* Work order: Search the material below for the word "Target". Copy every line that has it.

* Provided records:
————————

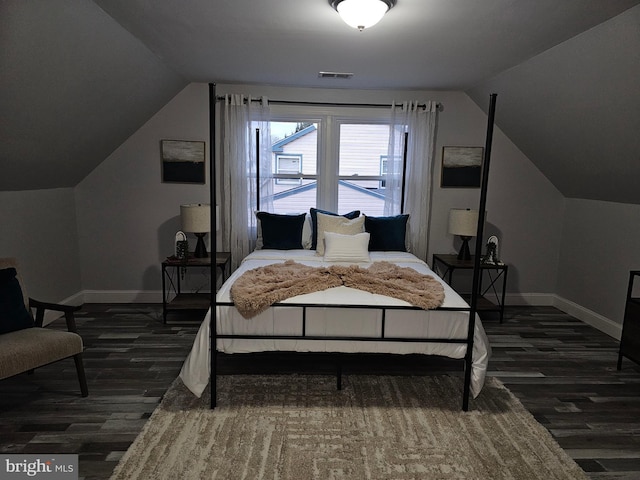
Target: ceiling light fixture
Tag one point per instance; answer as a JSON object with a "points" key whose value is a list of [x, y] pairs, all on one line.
{"points": [[362, 14]]}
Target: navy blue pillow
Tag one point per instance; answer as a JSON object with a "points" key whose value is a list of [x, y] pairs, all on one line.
{"points": [[314, 222], [13, 314], [281, 232], [388, 234]]}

————————

* Your response:
Target: ceiling light fixture
Target: navy blue pillow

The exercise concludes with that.